Required work
Nothing in the data may be changed; retype all of it.

Given data
__________

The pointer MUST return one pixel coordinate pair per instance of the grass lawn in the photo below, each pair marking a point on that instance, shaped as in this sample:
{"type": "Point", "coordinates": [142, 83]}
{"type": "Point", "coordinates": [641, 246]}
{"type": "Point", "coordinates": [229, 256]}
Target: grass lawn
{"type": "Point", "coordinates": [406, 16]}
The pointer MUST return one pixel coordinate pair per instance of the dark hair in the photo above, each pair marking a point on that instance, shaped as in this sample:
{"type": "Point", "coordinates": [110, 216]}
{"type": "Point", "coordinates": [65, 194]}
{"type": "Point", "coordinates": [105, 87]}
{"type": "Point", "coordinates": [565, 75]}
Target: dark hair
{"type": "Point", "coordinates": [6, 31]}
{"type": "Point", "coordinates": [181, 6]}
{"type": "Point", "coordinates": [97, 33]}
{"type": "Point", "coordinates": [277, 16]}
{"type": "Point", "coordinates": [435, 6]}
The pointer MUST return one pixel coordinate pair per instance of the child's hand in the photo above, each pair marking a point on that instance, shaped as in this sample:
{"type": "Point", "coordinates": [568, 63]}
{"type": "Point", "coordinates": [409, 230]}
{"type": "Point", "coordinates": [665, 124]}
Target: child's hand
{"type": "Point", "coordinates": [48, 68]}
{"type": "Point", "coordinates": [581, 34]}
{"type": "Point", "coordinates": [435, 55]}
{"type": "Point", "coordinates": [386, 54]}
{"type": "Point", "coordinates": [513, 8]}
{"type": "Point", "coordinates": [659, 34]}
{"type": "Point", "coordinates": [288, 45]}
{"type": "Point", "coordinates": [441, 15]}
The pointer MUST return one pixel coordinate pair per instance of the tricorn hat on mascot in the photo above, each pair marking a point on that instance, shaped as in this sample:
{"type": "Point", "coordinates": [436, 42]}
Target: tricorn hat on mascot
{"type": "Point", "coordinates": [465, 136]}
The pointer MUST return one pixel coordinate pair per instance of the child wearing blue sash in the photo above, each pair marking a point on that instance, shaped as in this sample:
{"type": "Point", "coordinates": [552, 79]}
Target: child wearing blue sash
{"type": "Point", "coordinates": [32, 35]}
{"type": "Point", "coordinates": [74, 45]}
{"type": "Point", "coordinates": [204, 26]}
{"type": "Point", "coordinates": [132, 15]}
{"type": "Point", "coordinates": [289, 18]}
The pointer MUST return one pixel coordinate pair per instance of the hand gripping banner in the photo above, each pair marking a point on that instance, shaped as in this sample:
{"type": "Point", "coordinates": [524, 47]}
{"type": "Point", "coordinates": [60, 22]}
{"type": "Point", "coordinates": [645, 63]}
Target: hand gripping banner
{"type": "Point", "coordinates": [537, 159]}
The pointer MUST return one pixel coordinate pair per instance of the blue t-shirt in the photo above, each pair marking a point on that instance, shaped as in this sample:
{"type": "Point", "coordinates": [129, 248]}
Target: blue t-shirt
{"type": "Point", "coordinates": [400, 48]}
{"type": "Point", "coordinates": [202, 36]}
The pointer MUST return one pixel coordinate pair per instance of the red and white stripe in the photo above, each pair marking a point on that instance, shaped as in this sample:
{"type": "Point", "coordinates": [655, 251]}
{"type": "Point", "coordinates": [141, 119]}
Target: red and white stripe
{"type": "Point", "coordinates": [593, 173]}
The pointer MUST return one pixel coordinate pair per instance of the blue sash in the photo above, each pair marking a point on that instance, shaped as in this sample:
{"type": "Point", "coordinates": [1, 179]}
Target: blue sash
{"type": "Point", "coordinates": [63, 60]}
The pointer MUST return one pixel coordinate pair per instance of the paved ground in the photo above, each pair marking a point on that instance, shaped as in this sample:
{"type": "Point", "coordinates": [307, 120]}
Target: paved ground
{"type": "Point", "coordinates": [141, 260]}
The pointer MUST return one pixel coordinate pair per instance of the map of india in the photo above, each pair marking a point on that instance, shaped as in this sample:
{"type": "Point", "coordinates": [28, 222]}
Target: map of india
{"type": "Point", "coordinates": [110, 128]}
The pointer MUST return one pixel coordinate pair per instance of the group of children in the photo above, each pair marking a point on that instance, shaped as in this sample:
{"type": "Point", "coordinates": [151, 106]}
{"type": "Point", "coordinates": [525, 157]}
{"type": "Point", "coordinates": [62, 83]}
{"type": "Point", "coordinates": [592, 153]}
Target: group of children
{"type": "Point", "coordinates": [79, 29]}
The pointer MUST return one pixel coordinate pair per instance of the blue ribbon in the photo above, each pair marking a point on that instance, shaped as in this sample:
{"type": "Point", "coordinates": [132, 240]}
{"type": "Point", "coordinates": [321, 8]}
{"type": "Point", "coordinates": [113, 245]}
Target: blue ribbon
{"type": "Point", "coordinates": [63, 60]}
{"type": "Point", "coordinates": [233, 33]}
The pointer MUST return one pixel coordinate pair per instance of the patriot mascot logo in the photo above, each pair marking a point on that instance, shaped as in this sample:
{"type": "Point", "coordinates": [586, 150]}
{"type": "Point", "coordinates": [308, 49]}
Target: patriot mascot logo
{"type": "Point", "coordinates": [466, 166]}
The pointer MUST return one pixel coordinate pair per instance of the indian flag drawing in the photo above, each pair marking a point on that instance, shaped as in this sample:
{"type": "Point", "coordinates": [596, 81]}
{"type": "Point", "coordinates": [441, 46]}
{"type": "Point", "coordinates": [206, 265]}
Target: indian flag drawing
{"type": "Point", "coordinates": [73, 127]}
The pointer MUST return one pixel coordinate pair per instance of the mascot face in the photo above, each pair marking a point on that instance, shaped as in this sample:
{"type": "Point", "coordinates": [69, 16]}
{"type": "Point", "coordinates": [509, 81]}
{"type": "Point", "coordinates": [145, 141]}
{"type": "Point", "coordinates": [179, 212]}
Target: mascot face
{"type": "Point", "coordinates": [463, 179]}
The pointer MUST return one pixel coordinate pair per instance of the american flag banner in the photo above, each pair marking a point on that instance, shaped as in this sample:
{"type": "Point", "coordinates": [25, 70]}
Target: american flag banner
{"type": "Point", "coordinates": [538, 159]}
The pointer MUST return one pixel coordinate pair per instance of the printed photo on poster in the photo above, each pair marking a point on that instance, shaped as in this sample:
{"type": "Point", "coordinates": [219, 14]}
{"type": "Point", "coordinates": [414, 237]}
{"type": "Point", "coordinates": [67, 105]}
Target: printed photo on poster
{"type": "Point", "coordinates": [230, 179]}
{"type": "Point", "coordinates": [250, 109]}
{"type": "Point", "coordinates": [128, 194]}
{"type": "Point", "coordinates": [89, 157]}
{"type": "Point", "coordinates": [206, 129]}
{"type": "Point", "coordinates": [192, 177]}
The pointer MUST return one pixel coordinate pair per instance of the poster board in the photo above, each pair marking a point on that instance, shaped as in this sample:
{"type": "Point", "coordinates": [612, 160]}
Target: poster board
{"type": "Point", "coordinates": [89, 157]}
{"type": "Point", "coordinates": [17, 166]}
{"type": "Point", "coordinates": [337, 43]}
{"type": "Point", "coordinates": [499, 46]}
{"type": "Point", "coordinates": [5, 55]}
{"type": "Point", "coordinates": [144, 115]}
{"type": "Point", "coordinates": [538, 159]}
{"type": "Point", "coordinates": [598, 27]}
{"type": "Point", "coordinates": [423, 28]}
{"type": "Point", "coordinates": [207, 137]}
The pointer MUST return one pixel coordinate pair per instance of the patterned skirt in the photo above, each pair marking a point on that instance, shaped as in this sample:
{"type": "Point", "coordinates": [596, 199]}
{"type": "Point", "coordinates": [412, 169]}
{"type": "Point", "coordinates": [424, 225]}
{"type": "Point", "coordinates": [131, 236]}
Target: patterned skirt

__________

Your response
The pointer MUST return one pixel coordinate pair per instance of the grass lawn in the photo below, each pair marking a point on that instance, shaped as in this sample:
{"type": "Point", "coordinates": [142, 83]}
{"type": "Point", "coordinates": [641, 246]}
{"type": "Point", "coordinates": [229, 256]}
Target: grass lawn
{"type": "Point", "coordinates": [406, 16]}
The pointer MUST return one pixel coordinate pair per instance of the dark hair in the photo above, each pair marking a point on that instance, shaped as in this sample:
{"type": "Point", "coordinates": [110, 216]}
{"type": "Point", "coordinates": [65, 194]}
{"type": "Point", "coordinates": [105, 87]}
{"type": "Point", "coordinates": [565, 75]}
Target: dark hair
{"type": "Point", "coordinates": [6, 31]}
{"type": "Point", "coordinates": [181, 6]}
{"type": "Point", "coordinates": [97, 33]}
{"type": "Point", "coordinates": [277, 16]}
{"type": "Point", "coordinates": [435, 6]}
The pointer MUST return one pixel coordinate pair per instance of the child's hand in the photo above, each pair marking a point on that instance, shaped as in this sample:
{"type": "Point", "coordinates": [568, 63]}
{"type": "Point", "coordinates": [409, 230]}
{"type": "Point", "coordinates": [665, 124]}
Target: child's hand
{"type": "Point", "coordinates": [48, 68]}
{"type": "Point", "coordinates": [581, 34]}
{"type": "Point", "coordinates": [435, 55]}
{"type": "Point", "coordinates": [386, 54]}
{"type": "Point", "coordinates": [513, 8]}
{"type": "Point", "coordinates": [659, 34]}
{"type": "Point", "coordinates": [288, 45]}
{"type": "Point", "coordinates": [441, 15]}
The pointer MUST return one pixel coordinate pair per instance of the tricorn hat on mascot in the photo above, each pair marking a point on that instance, shaped as in this sample:
{"type": "Point", "coordinates": [436, 42]}
Target: tricorn hat on mascot
{"type": "Point", "coordinates": [465, 136]}
The pointer MUST return one pixel coordinate pair per instance of the child wearing blue sash in the photo above, each pair marking a point on that instance, shaped as in this sample:
{"type": "Point", "coordinates": [552, 79]}
Target: child wearing blue sash
{"type": "Point", "coordinates": [32, 35]}
{"type": "Point", "coordinates": [74, 45]}
{"type": "Point", "coordinates": [204, 26]}
{"type": "Point", "coordinates": [132, 15]}
{"type": "Point", "coordinates": [289, 18]}
The pointer MUST return one pixel coordinate pair per instance of the hand gripping banner in the photo above, each pair marking a point on that instance, shaped as in this sample:
{"type": "Point", "coordinates": [524, 47]}
{"type": "Point", "coordinates": [60, 22]}
{"type": "Point", "coordinates": [645, 63]}
Target: hand gripping banner
{"type": "Point", "coordinates": [537, 159]}
The pointer MUST return one pixel coordinate pair per instance of the blue t-shirt in the photo above, each pair marking a point on that instance, shaped as in this sample:
{"type": "Point", "coordinates": [129, 248]}
Target: blue t-shirt
{"type": "Point", "coordinates": [400, 48]}
{"type": "Point", "coordinates": [202, 36]}
The pointer MUST return one pixel coordinate pair per instance of the red and white stripe in the photo above, each pair marking a point on that instance, shaped as in this sample:
{"type": "Point", "coordinates": [655, 251]}
{"type": "Point", "coordinates": [141, 119]}
Target: red and white stripe
{"type": "Point", "coordinates": [593, 173]}
The pointer MUST return one pixel coordinate pair per instance of the blue sash in the photo above, each pair marking a point on that instance, shaped as in this sample:
{"type": "Point", "coordinates": [1, 179]}
Target: blue sash
{"type": "Point", "coordinates": [63, 60]}
The pointer MUST return one pixel coordinate pair per instance of the paved ground in the photo above, each pair marking a point on that instance, shaped as in this sample:
{"type": "Point", "coordinates": [307, 120]}
Target: paved ground
{"type": "Point", "coordinates": [141, 260]}
The pointer MUST return one pixel coordinate pair per instance of the map of india in the photo above, each pair marking a point on that instance, shaped as in this sample:
{"type": "Point", "coordinates": [28, 222]}
Target: map of india
{"type": "Point", "coordinates": [110, 128]}
The pointer MUST return one pixel coordinate pair per instance of the group of children in the photo above, each pair marking a point on that instance, shaped as in this sample:
{"type": "Point", "coordinates": [151, 106]}
{"type": "Point", "coordinates": [525, 157]}
{"type": "Point", "coordinates": [62, 83]}
{"type": "Point", "coordinates": [592, 153]}
Target: group of children
{"type": "Point", "coordinates": [79, 29]}
The pointer MUST return one pixel coordinate pair per instance of the blue ribbon in the photo above, each pair marking a point on that instance, shaped as in this sample:
{"type": "Point", "coordinates": [132, 240]}
{"type": "Point", "coordinates": [321, 8]}
{"type": "Point", "coordinates": [113, 245]}
Target: blue ribbon
{"type": "Point", "coordinates": [63, 60]}
{"type": "Point", "coordinates": [233, 33]}
The pointer MUST return one pixel coordinate pair per instance of the patriot mascot logo in the photo above, each pair marking a point on that instance, shaped as in this sample:
{"type": "Point", "coordinates": [586, 150]}
{"type": "Point", "coordinates": [308, 49]}
Target: patriot mascot logo
{"type": "Point", "coordinates": [466, 166]}
The pointer MUST return one pixel coordinate pair per instance of the indian flag drawing in the photo above, each pair marking a point on that instance, shaped as in this sample:
{"type": "Point", "coordinates": [596, 81]}
{"type": "Point", "coordinates": [441, 46]}
{"type": "Point", "coordinates": [206, 265]}
Target: indian flag drawing
{"type": "Point", "coordinates": [73, 127]}
The pointer MUST return one pixel coordinate pair per instance of the mascot face in the photo above, each pair marking a point on that instance, shaped as in this sample:
{"type": "Point", "coordinates": [69, 16]}
{"type": "Point", "coordinates": [509, 81]}
{"type": "Point", "coordinates": [145, 141]}
{"type": "Point", "coordinates": [179, 212]}
Target: mascot face
{"type": "Point", "coordinates": [463, 179]}
The pointer MUST return one pixel coordinate pair per instance of the american flag banner in the photo above, each pair marking a point on that instance, shaped as in this sample:
{"type": "Point", "coordinates": [25, 70]}
Target: american flag banner
{"type": "Point", "coordinates": [538, 159]}
The pointer MUST return one pixel coordinate pair per instance of the printed photo on poster in the photo above, each pair marking a point on that instance, shaped as in this sample:
{"type": "Point", "coordinates": [219, 14]}
{"type": "Point", "coordinates": [414, 237]}
{"type": "Point", "coordinates": [67, 105]}
Target: printed photo on poster
{"type": "Point", "coordinates": [230, 179]}
{"type": "Point", "coordinates": [250, 109]}
{"type": "Point", "coordinates": [128, 194]}
{"type": "Point", "coordinates": [89, 157]}
{"type": "Point", "coordinates": [206, 129]}
{"type": "Point", "coordinates": [192, 177]}
The pointer MUST return one pixel coordinate pair per instance of the poster board in the photo above, each pair marking a point on that instance, shaped as in this sample:
{"type": "Point", "coordinates": [612, 160]}
Target: poster board
{"type": "Point", "coordinates": [89, 157]}
{"type": "Point", "coordinates": [17, 166]}
{"type": "Point", "coordinates": [337, 43]}
{"type": "Point", "coordinates": [499, 46]}
{"type": "Point", "coordinates": [5, 55]}
{"type": "Point", "coordinates": [144, 115]}
{"type": "Point", "coordinates": [538, 159]}
{"type": "Point", "coordinates": [598, 27]}
{"type": "Point", "coordinates": [423, 28]}
{"type": "Point", "coordinates": [207, 137]}
The pointer MUST return one pixel coordinate pair per instance of the patterned skirt in the photo above, each pair marking a point on that instance, shaped as in this sample:
{"type": "Point", "coordinates": [596, 199]}
{"type": "Point", "coordinates": [412, 169]}
{"type": "Point", "coordinates": [424, 225]}
{"type": "Point", "coordinates": [131, 236]}
Target: patterned skirt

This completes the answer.